In your copy, include every line of the records exactly and no picture at all.

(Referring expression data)
⁂
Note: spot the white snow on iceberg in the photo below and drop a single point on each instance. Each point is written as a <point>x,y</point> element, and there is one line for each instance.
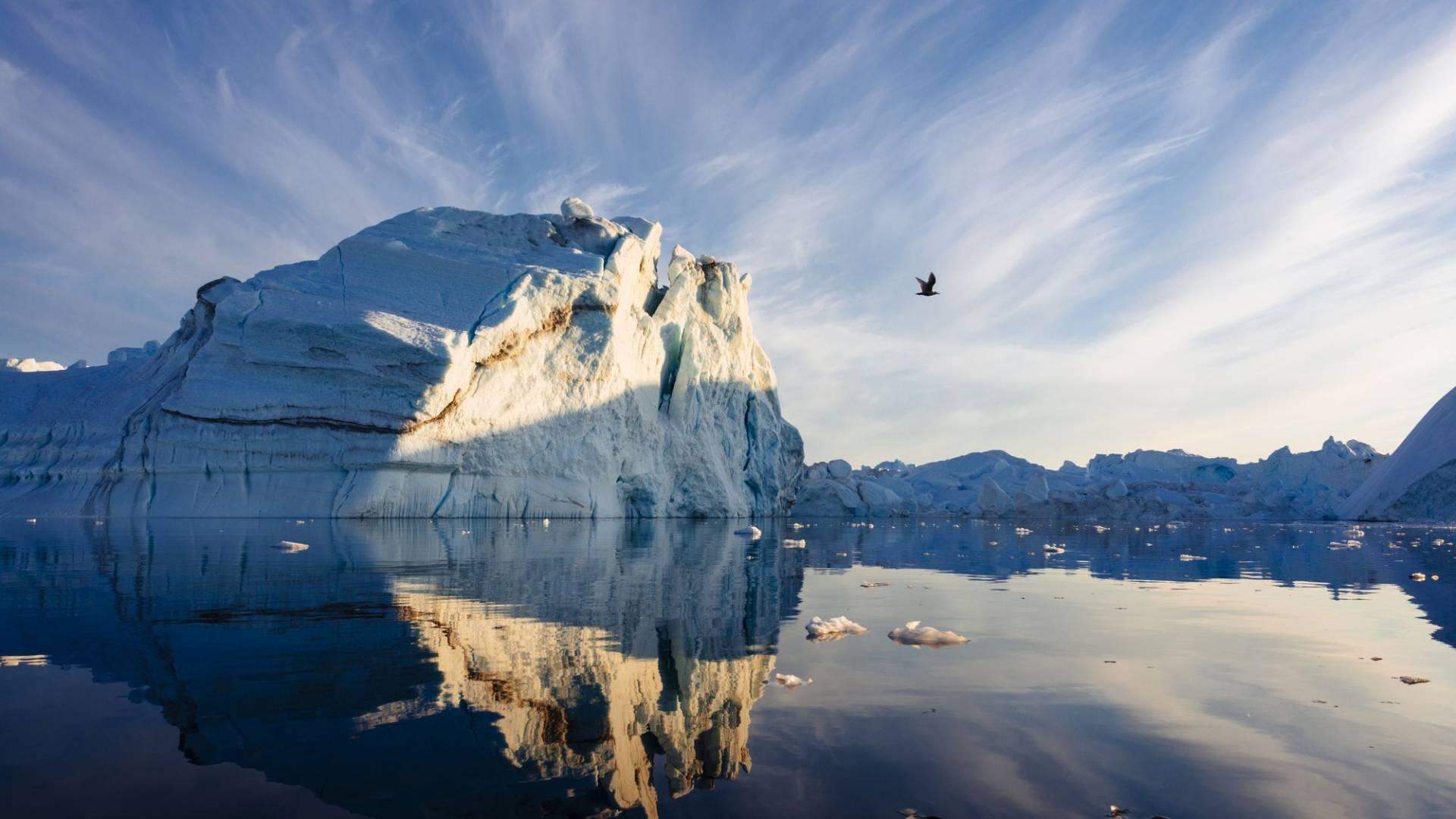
<point>1419,480</point>
<point>441,363</point>
<point>833,629</point>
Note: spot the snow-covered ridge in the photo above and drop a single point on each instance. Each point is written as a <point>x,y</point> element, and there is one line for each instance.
<point>440,363</point>
<point>1144,484</point>
<point>1419,480</point>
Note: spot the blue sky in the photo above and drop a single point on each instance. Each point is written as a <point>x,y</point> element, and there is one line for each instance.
<point>1203,224</point>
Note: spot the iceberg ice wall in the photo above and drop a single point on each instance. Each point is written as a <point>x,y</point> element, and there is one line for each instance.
<point>441,363</point>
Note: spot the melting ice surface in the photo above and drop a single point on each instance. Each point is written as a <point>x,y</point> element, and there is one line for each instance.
<point>582,670</point>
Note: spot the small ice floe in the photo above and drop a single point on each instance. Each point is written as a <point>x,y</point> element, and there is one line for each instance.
<point>833,629</point>
<point>916,635</point>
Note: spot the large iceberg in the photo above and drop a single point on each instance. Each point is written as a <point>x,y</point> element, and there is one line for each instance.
<point>1419,480</point>
<point>441,363</point>
<point>1139,485</point>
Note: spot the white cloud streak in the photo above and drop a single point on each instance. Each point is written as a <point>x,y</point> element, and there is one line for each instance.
<point>1220,229</point>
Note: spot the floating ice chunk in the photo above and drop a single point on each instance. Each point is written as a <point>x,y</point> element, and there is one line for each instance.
<point>573,207</point>
<point>833,629</point>
<point>916,635</point>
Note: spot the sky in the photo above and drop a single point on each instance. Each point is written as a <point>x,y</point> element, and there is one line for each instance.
<point>1155,224</point>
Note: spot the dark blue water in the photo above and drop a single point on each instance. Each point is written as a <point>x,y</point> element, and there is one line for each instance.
<point>612,668</point>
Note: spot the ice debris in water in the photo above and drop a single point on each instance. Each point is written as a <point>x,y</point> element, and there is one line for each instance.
<point>833,629</point>
<point>916,635</point>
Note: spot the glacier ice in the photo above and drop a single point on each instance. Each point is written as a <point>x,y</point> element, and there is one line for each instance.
<point>1142,484</point>
<point>915,634</point>
<point>441,363</point>
<point>833,629</point>
<point>1419,480</point>
<point>31,366</point>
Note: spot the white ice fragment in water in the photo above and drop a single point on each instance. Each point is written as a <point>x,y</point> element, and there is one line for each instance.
<point>915,634</point>
<point>833,629</point>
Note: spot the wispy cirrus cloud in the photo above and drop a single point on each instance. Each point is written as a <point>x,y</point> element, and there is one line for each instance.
<point>1218,228</point>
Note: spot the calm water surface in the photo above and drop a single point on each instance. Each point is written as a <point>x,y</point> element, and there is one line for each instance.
<point>613,668</point>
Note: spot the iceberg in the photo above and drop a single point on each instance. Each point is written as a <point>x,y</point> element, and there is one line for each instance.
<point>832,629</point>
<point>31,366</point>
<point>1138,485</point>
<point>915,634</point>
<point>1419,480</point>
<point>443,363</point>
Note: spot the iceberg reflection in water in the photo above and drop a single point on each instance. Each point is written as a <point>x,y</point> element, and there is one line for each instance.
<point>507,670</point>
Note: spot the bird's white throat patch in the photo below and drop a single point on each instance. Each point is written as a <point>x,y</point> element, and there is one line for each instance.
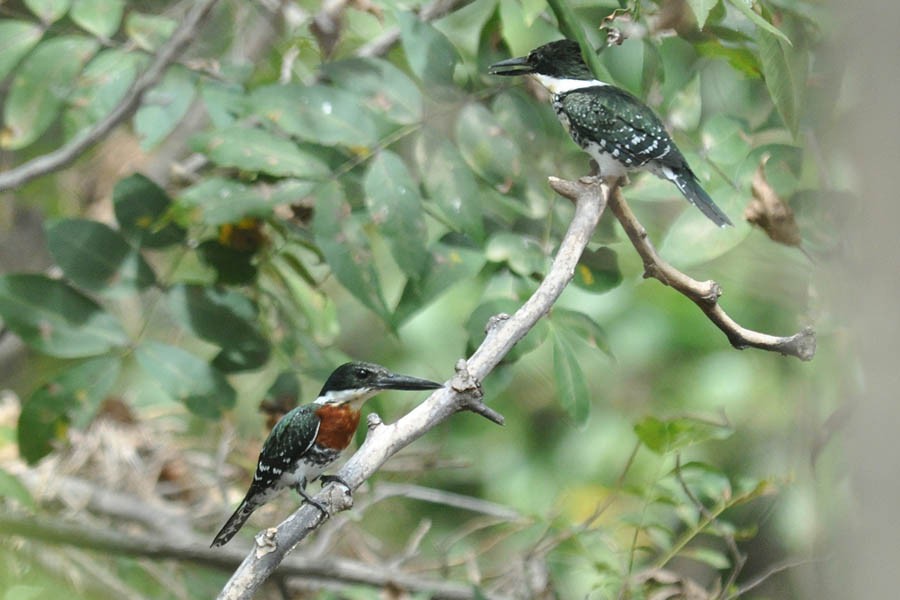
<point>353,397</point>
<point>557,85</point>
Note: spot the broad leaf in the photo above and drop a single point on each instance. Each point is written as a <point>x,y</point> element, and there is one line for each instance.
<point>203,310</point>
<point>664,436</point>
<point>187,378</point>
<point>54,318</point>
<point>99,17</point>
<point>16,39</point>
<point>340,237</point>
<point>40,87</point>
<point>141,208</point>
<point>321,114</point>
<point>570,383</point>
<point>252,149</point>
<point>73,395</point>
<point>395,206</point>
<point>429,54</point>
<point>95,257</point>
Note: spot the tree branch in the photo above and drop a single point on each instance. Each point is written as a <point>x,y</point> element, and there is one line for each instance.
<point>705,294</point>
<point>67,154</point>
<point>462,392</point>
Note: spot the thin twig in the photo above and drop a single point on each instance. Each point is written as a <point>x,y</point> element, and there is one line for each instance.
<point>705,294</point>
<point>67,154</point>
<point>462,392</point>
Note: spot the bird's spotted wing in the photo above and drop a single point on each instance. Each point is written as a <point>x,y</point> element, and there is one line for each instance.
<point>290,439</point>
<point>621,125</point>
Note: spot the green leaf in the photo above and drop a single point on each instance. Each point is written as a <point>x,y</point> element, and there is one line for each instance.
<point>149,32</point>
<point>522,253</point>
<point>100,87</point>
<point>340,237</point>
<point>450,184</point>
<point>486,147</point>
<point>141,207</point>
<point>187,378</point>
<point>701,10</point>
<point>570,384</point>
<point>321,114</point>
<point>100,17</point>
<point>95,257</point>
<point>448,264</point>
<point>598,270</point>
<point>380,86</point>
<point>395,206</point>
<point>429,54</point>
<point>583,326</point>
<point>16,39</point>
<point>221,201</point>
<point>783,84</point>
<point>164,106</point>
<point>75,394</point>
<point>40,87</point>
<point>54,318</point>
<point>745,8</point>
<point>48,11</point>
<point>664,436</point>
<point>202,310</point>
<point>12,488</point>
<point>252,149</point>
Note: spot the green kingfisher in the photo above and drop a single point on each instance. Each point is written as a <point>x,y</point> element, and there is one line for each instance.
<point>616,129</point>
<point>311,437</point>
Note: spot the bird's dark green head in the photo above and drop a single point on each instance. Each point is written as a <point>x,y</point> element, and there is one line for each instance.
<point>560,60</point>
<point>356,381</point>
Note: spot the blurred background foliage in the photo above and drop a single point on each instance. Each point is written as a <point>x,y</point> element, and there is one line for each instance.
<point>302,188</point>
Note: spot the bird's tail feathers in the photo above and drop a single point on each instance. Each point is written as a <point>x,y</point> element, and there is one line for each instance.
<point>689,186</point>
<point>235,522</point>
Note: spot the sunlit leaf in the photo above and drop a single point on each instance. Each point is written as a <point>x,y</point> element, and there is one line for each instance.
<point>253,149</point>
<point>164,106</point>
<point>664,436</point>
<point>74,394</point>
<point>395,206</point>
<point>187,378</point>
<point>97,258</point>
<point>100,17</point>
<point>40,87</point>
<point>140,207</point>
<point>54,318</point>
<point>202,310</point>
<point>321,114</point>
<point>16,39</point>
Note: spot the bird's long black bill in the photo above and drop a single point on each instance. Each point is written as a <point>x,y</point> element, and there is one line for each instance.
<point>511,66</point>
<point>404,382</point>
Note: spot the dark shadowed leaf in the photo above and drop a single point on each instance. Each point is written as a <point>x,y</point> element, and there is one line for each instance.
<point>141,207</point>
<point>321,114</point>
<point>429,54</point>
<point>570,383</point>
<point>40,87</point>
<point>187,378</point>
<point>16,39</point>
<point>95,257</point>
<point>448,264</point>
<point>54,318</point>
<point>75,394</point>
<point>253,149</point>
<point>382,87</point>
<point>395,206</point>
<point>670,435</point>
<point>203,311</point>
<point>339,235</point>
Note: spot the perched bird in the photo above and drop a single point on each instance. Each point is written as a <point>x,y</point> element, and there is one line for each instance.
<point>616,129</point>
<point>311,437</point>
⁂
Output of the exercise
Note: spot the white snow on iceberg in the photo below and drop a single point on each instance. Each point is written as a <point>x,y</point> element, and there is one line for each instance.
<point>1419,480</point>
<point>441,363</point>
<point>833,629</point>
Note: spot the snow-covered ridge in the photo above and drop a single point on each instance. Each point is written as a <point>x,y</point> element, and there is one line for each instance.
<point>440,363</point>
<point>1144,484</point>
<point>1419,480</point>
Note: spot the blue sky in the photo above and drop a single point on each instance. Each point is written as a <point>x,y</point> element, and there is one line for each instance.
<point>1203,224</point>
Note: spot the iceberg ice wall in the photo above and drop a single point on each instance. Each point is written as a <point>x,y</point> element, and there is one line for each instance.
<point>441,363</point>
Note: spot the melting ice surface in the photo above and drop a single point on each instance. Each point is written as a <point>x,y</point> element, and there is one line for each instance.
<point>582,670</point>
Note: spot the small ice floe in the photo above and drop a single point on each instance. Each point is written as a <point>x,y</point> element, and there is one line for each instance.
<point>833,629</point>
<point>916,635</point>
Note: spot the large iceberg in the photo above and drop a single point on each instance. Each point is written as a <point>x,y</point> element, and there is one line for each instance.
<point>1419,480</point>
<point>441,363</point>
<point>1139,485</point>
Note: spot the white cloud streak in the photo above and drop a single point on each instance. Each point is written as a <point>x,y</point> element, and there is one line for each instance.
<point>1220,229</point>
Note: spot the floating ice chunk in the photo above and drop a single point on each instance. Each point is written as a <point>x,y</point> element, and there is one line for each instance.
<point>573,207</point>
<point>833,629</point>
<point>916,635</point>
Note: spot the sky in the photo above and drop a single point on each instance. Each point is written as a <point>x,y</point> element, and there is one line for each instance.
<point>1155,224</point>
Note: spot the dark blue water in the photo above and drop a single point on each instance. Each point is written as a <point>x,y</point> element, and there is one line for each instance.
<point>612,668</point>
Note: spot the ice debris in water in the photo above and drop a single point on each instance. Each point is written as a <point>x,y</point> element, and there is one line for each instance.
<point>833,629</point>
<point>916,635</point>
Note: spot the glacier ice in the photo above and drop a single point on each instance. Each point is written as a <point>x,y</point> element, and there is one line for each instance.
<point>1142,484</point>
<point>915,634</point>
<point>441,363</point>
<point>833,629</point>
<point>1419,480</point>
<point>31,366</point>
Note: spot the white ice fragment in water in the photo above and drop a single point on each instance. Each point is written as a <point>x,y</point> element, and there is one line for each instance.
<point>915,634</point>
<point>833,629</point>
Note: spot the wispy cirrus cloud in the photo above and drop a single point on each instance. Each point is written as a <point>x,y</point> element, and there is one line for each instance.
<point>1218,228</point>
Note: spot the calm water surface in the photo above and drop a single point on each instance. Each point is written as a <point>x,y</point> element, and there is one line for each instance.
<point>613,668</point>
Note: spot the iceberg in the photo above and drop a single point on each instance. Each point is written as a <point>x,y</point> element, and there is one line for each instance.
<point>832,629</point>
<point>31,366</point>
<point>1138,485</point>
<point>915,634</point>
<point>1419,480</point>
<point>443,363</point>
Note: spot the iceberg reflection in water in the photo above and drop a single point on each instance. Each point is written as a <point>x,y</point> element, and there is one line for each instance.
<point>507,670</point>
Note: spot the bird's white throat patch in the photo below and drop a single point on each instance. Each point is written as a <point>x,y</point> element, and there is one line for each instance.
<point>353,397</point>
<point>557,85</point>
Note: spot the broad leaf in the photo above and drop a single point on each instance. Each point is written as a <point>x,y</point> element, and there is one line for each instance.
<point>203,310</point>
<point>664,436</point>
<point>187,378</point>
<point>54,318</point>
<point>99,17</point>
<point>16,39</point>
<point>340,237</point>
<point>40,87</point>
<point>141,208</point>
<point>321,114</point>
<point>570,383</point>
<point>252,149</point>
<point>73,395</point>
<point>395,206</point>
<point>429,54</point>
<point>95,257</point>
Note: spot the tree branch in the photo above and drop a single point on each instance. Each point is written as a <point>x,y</point> element, and there is one line for each instance.
<point>705,294</point>
<point>67,154</point>
<point>462,392</point>
Note: spot the thin twig in the photo above and drop a single point on each instance. Each point is written as a <point>x,y</point> element, and there is one line for each instance.
<point>705,294</point>
<point>67,154</point>
<point>462,392</point>
Note: spot the bird's spotted wing in the photo above and drop a single point on each instance. Each point is written as a <point>x,y</point> element, and there is one line for each instance.
<point>290,439</point>
<point>621,125</point>
Note: spot the green leaf in the photo above and drop a single point on each instance. Each point is written as a <point>x,y</point> element, and there is one line for each instance.
<point>149,32</point>
<point>522,253</point>
<point>100,87</point>
<point>340,237</point>
<point>450,184</point>
<point>486,147</point>
<point>141,207</point>
<point>187,378</point>
<point>701,10</point>
<point>570,384</point>
<point>321,114</point>
<point>100,17</point>
<point>95,257</point>
<point>448,264</point>
<point>598,270</point>
<point>380,86</point>
<point>395,206</point>
<point>429,54</point>
<point>583,326</point>
<point>16,39</point>
<point>221,201</point>
<point>783,84</point>
<point>164,106</point>
<point>75,394</point>
<point>40,87</point>
<point>54,318</point>
<point>745,8</point>
<point>48,11</point>
<point>664,436</point>
<point>202,310</point>
<point>12,488</point>
<point>252,149</point>
Note: spot the green kingfisher in the photo above and drop a single point on each instance. Each point is written as a <point>x,y</point> element, and there is one line for each instance.
<point>616,129</point>
<point>311,437</point>
Note: spot the bird's dark green head in the photo above and drop a single point on each instance. Each point is written as a <point>x,y</point> element, and there is one line for each instance.
<point>560,60</point>
<point>356,381</point>
Note: spot the blurred background foliage in the photo above and drop a single point on each instance. Each point is written as a <point>x,y</point> element, and there is one line for each instance.
<point>302,188</point>
Note: spot the bird's tail feathers in the photo above and drop a single point on each instance. Each point is written as a <point>x,y</point> element, and there is one line for each instance.
<point>689,186</point>
<point>235,522</point>
Note: spot the sunlit leaf in the photo above and drop a single point on each instance. Each point is written as a <point>x,y</point> element, and there is one line for each instance.
<point>253,149</point>
<point>164,106</point>
<point>664,436</point>
<point>74,394</point>
<point>395,206</point>
<point>187,378</point>
<point>97,258</point>
<point>100,17</point>
<point>40,87</point>
<point>140,207</point>
<point>54,318</point>
<point>202,310</point>
<point>321,114</point>
<point>16,39</point>
Note: spot the bird's long black bill in the photo above and drop a single point on each instance. Each point is written as a <point>x,y</point> element, and there is one line for each instance.
<point>511,66</point>
<point>404,382</point>
Note: spot the dark shadowed leaf in the photo above and drop a single point on each instance. Each point is written as a <point>x,y</point> element, and there is one line for each instance.
<point>141,207</point>
<point>321,114</point>
<point>429,54</point>
<point>570,383</point>
<point>40,87</point>
<point>187,378</point>
<point>16,39</point>
<point>95,257</point>
<point>448,264</point>
<point>54,318</point>
<point>75,394</point>
<point>253,149</point>
<point>382,87</point>
<point>395,206</point>
<point>670,435</point>
<point>203,311</point>
<point>339,235</point>
Note: spot the perched bird in the photo above and drop a single point on each instance. Each point is written as a <point>x,y</point> element, and there is one line for each instance.
<point>616,129</point>
<point>311,437</point>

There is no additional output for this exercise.